┏━━

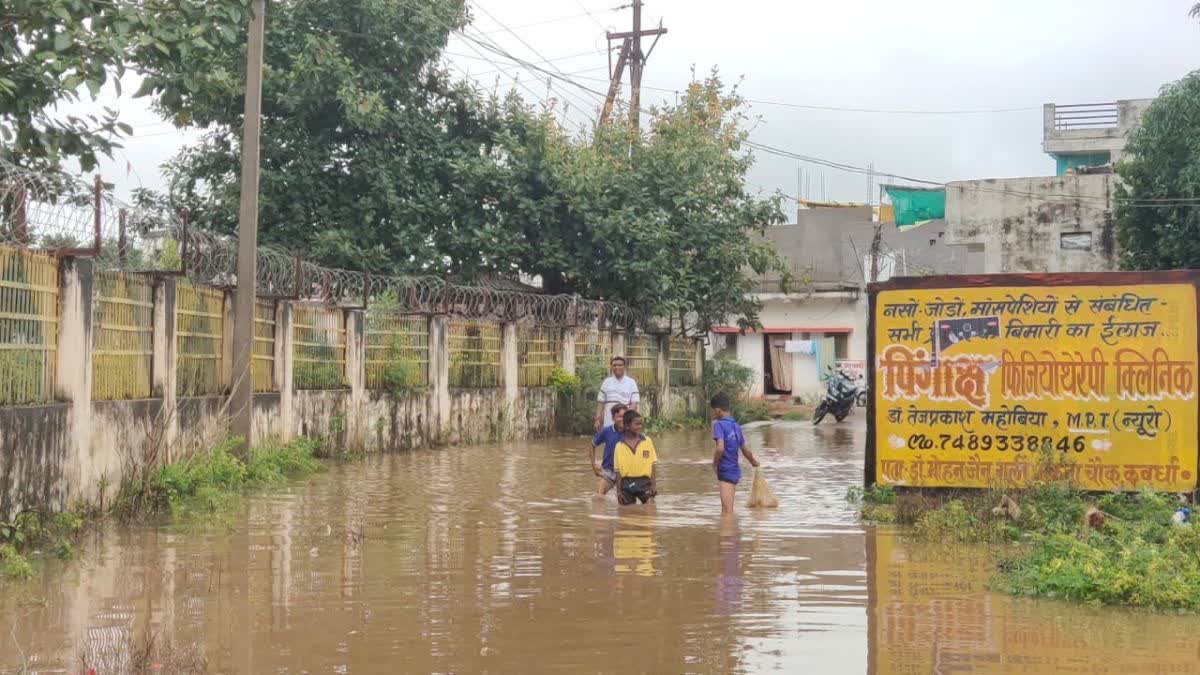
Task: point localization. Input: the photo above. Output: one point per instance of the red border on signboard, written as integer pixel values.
(1014, 280)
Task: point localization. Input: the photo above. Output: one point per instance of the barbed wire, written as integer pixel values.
(57, 211)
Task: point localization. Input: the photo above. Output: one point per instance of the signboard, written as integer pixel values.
(799, 347)
(976, 386)
(855, 369)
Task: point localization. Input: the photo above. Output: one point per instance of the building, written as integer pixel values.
(817, 316)
(1050, 223)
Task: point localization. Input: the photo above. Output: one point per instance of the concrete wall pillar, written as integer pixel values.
(666, 406)
(439, 375)
(72, 378)
(567, 354)
(510, 364)
(357, 376)
(227, 342)
(283, 360)
(166, 358)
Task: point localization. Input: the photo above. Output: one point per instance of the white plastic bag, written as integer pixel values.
(760, 493)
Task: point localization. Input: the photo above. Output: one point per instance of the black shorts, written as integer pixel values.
(635, 489)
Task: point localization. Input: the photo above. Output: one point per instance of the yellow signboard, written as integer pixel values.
(973, 386)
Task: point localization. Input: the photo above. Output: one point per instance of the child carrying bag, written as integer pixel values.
(760, 493)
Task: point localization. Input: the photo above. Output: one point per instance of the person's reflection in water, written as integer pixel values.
(633, 544)
(729, 571)
(604, 527)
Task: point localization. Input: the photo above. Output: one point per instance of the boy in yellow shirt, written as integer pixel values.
(635, 458)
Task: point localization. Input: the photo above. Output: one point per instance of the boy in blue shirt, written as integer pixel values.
(609, 437)
(730, 442)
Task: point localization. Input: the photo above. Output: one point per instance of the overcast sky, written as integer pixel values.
(916, 55)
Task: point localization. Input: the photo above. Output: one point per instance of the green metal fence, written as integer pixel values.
(318, 347)
(123, 336)
(29, 326)
(474, 354)
(199, 334)
(397, 351)
(539, 352)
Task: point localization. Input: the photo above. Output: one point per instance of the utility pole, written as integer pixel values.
(247, 232)
(876, 244)
(615, 83)
(635, 71)
(631, 52)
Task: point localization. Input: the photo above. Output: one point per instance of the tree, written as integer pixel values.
(664, 222)
(375, 160)
(369, 150)
(53, 49)
(1156, 228)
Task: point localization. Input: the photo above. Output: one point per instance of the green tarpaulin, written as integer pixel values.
(917, 207)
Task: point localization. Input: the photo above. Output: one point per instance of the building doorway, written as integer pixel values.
(777, 365)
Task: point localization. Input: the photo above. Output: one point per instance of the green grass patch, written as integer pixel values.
(213, 481)
(675, 423)
(31, 533)
(1137, 557)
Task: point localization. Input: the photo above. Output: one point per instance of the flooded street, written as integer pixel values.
(497, 559)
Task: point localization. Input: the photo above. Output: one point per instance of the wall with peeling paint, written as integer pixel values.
(1049, 223)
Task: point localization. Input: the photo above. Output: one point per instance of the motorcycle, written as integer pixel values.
(840, 396)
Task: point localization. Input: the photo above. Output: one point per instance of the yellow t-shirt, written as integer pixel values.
(635, 463)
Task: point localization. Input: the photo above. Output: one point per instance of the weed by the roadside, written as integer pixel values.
(13, 565)
(28, 532)
(676, 423)
(209, 482)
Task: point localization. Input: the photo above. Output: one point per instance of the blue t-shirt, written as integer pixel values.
(609, 437)
(726, 429)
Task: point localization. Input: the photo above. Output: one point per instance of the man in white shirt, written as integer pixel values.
(617, 388)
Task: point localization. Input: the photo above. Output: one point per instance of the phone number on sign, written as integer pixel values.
(1003, 443)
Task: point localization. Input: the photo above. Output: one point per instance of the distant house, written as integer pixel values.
(1060, 222)
(819, 317)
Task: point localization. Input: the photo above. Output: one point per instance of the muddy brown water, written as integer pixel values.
(495, 559)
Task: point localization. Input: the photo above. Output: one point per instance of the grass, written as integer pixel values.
(675, 423)
(1137, 557)
(31, 532)
(202, 484)
(209, 482)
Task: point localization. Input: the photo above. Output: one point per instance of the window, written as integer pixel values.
(1075, 240)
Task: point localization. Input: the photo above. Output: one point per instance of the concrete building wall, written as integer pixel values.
(1101, 136)
(1035, 225)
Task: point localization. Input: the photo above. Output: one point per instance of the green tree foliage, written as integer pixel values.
(1164, 163)
(367, 147)
(52, 51)
(663, 222)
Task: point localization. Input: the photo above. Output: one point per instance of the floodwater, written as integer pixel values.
(495, 559)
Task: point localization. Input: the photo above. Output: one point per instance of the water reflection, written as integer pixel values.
(498, 559)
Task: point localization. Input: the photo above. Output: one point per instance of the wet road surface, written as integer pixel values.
(497, 559)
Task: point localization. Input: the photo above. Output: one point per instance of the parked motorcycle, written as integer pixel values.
(840, 396)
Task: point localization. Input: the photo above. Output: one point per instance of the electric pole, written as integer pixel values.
(635, 70)
(247, 232)
(876, 244)
(615, 83)
(630, 52)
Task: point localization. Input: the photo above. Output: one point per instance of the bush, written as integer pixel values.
(577, 394)
(13, 565)
(207, 482)
(747, 411)
(955, 523)
(724, 375)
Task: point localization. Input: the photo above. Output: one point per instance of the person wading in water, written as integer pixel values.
(617, 388)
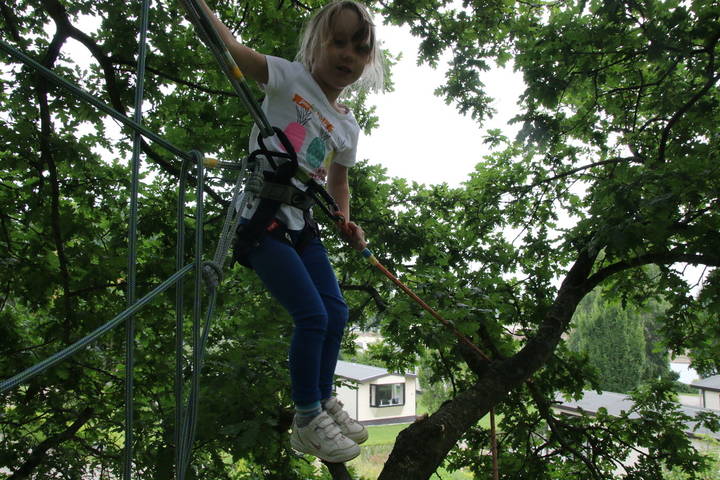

┗━━

Rewrite all of the items above as a numbered list, omitting blank lines and leaving the pictures out of your answer.

1. Task: point localization. Input: the photo above. Output: one point per instance of the red border on signboard, written as integer pixel values.
2. (1014, 280)
3. Task: point localization. Input: the photo above. Output: one point per instance of the barbed wire, written as integer pixel values.
4. (57, 211)
5. Task: point localization. Input: the photo above. Output: one point per instance of the signboard, written as integer pixel values.
6. (799, 347)
7. (976, 386)
8. (855, 369)
9. Task: point localization. Input: the photo above. Output: one point per instance of the building, written as integer pixel values.
10. (817, 316)
11. (1050, 223)
12. Task: point localization. Input: the photo above. Output: one point per instance of the concrete wall pillar, written as integer pixel values.
13. (666, 406)
14. (439, 375)
15. (72, 378)
16. (567, 354)
17. (510, 364)
18. (357, 376)
19. (227, 342)
20. (283, 360)
21. (166, 358)
22. Task: point localization. Input: the photo above. Output: one point per instance of the white plastic bag, written as integer pixel values.
23. (760, 493)
24. Task: point localization. Input: the photo above. Output: one point per instance of the black shorts, written as integer pixel values.
25. (635, 489)
26. Task: point localization. Input: the photo above. Output: one point per instance of the yellow signboard, written as integer pixel values.
27. (973, 386)
28. Task: point localization. Input: the photo above. Output: one point per instance of the child carrying bag, written as integer pixel values.
29. (760, 493)
30. Task: point localization. Input: the photo above. Output: one point per instance of the person's reflection in water, written as integer pixel values.
31. (633, 544)
32. (729, 571)
33. (604, 527)
34. Task: point localization. Input: the photo above. Output: one point per instance of the boy in yellow shirt, written as integer pixel values.
35. (635, 458)
36. Task: point localization. Input: the photo above. Output: one point per instance of the boy in blue shirt, written as integer pixel values.
37. (609, 437)
38. (730, 442)
39. Task: point localization. Input: the photo above. Output: one point per instance of the overcast sky, written as integer pixel values.
40. (916, 55)
41. Task: point localization. Input: the photo above. Output: one point per instance of the green metal fence, written as integer pixel values.
42. (318, 347)
43. (123, 336)
44. (29, 326)
45. (474, 354)
46. (199, 334)
47. (397, 351)
48. (539, 352)
49. Task: point localization. Input: the photo above. Output: one point per instance of the utility pole, written as integer pixel values.
50. (247, 232)
51. (876, 244)
52. (615, 83)
53. (635, 71)
54. (631, 52)
55. Task: point localization. Input: the photo above. Output: one point per instance of the tree, written as integer pixel values.
56. (664, 222)
57. (375, 160)
58. (369, 150)
59. (53, 49)
60. (1156, 228)
61. Task: point localization. Input: the photo above. Output: one point per instance of the green tarpaulin, written as integer pixel values.
62. (917, 207)
63. Task: point localization. Input: the photo above. Output: one point per instance of the building doorway, written as integer pixel values.
64. (777, 365)
65. Task: point localization. Input: the photo above. Output: one point per instance of the green grass patch, written as integer pixel values.
66. (213, 481)
67. (675, 423)
68. (31, 533)
69. (1137, 557)
70. Task: point localization. Input: the photo above. Output: one point per instance of the flooded street, written as integer pixel values.
71. (497, 559)
72. Task: point localization. Input: the photo above. Output: one point per instance of the wall with peeling paint, written as integer pixel values.
73. (1049, 223)
74. Task: point localization. Input: the photo above. Output: one point per instance of the motorcycle, written as integer pixel values.
75. (840, 396)
76. Task: point localization. Input: the photo above. Output: one point per instance of the yellow t-shirt, written as integer pixel values.
77. (635, 463)
78. Task: point localization. Input: the photo above. Output: one point per instance of the weed by the roadside, written as integer pixel values.
79. (13, 565)
80. (28, 532)
81. (676, 423)
82. (209, 482)
83. Task: point localization. Input: the photo above. Output: one point per instance of the blue t-shirt, written as integer pixel values.
84. (609, 437)
85. (726, 429)
86. Task: point localization. Input: the photo above. Output: one point per instance of the man in white shirt, written as integer pixel values.
87. (617, 388)
88. Task: point localization. Input: the photo above. Output: one point per instance of the phone number on sign, written as integer pixel values.
89. (1003, 443)
90. Task: point localization. Input: the photo above. Output: one point per instance of the distant house, written as integer pixel values.
91. (1060, 222)
92. (819, 317)
93. Task: point localization. Input: the photo above. Output: one point per instance of the muddy brown water, written as integer pixel values.
94. (495, 559)
95. Task: point localization. Input: the photo above. Output: one point per instance of the grass, written as integer pixel values.
96. (675, 423)
97. (1137, 557)
98. (31, 532)
99. (202, 484)
100. (209, 482)
101. Task: point localization. Input: the photo above. Output: one point per instance of the window, written as integer pixel values.
102. (1075, 240)
103. Task: point localization. Input: the photo above. Output: one point per instance of the concrete building wall, written as integer pixel values.
104. (1101, 136)
105. (1035, 225)
106. Task: point localization. Input: the photo above. Output: one point per instance of the green tree foliage, written as integer pixel values.
107. (1164, 163)
108. (367, 147)
109. (52, 51)
110. (663, 222)
111. Task: point localization. Input: the photo above. Output: one point per instance of the floodwater, written as integer pixel values.
112. (495, 559)
113. Task: point localization. Input: the photo above. Output: one point per instance of the water reflection, written as integer pixel values.
114. (498, 559)
115. Task: point localization. Input: the photo above. Output: one point per instance of the wet road surface, written as integer pixel values.
116. (497, 559)
117. Task: point localization. Input: the photo above. Output: one point per instance of the parked motorcycle, written as integer pixel values.
118. (840, 396)
119. Task: point localization. Input: the photo above. Output: one point per instance of the electric pole, written as integer pixel values.
120. (635, 70)
121. (247, 232)
122. (876, 244)
123. (615, 83)
124. (630, 52)
125. Task: point localization. Input: the photo above. Output: one point per instance of the bush, written as integer pixel values.
126. (577, 394)
127. (13, 565)
128. (207, 482)
129. (747, 411)
130. (955, 523)
131. (724, 375)
132. Task: point localization. Input: the photo above. Output: one point per instance of the person wading in water, written as integer pixel values.
133. (617, 388)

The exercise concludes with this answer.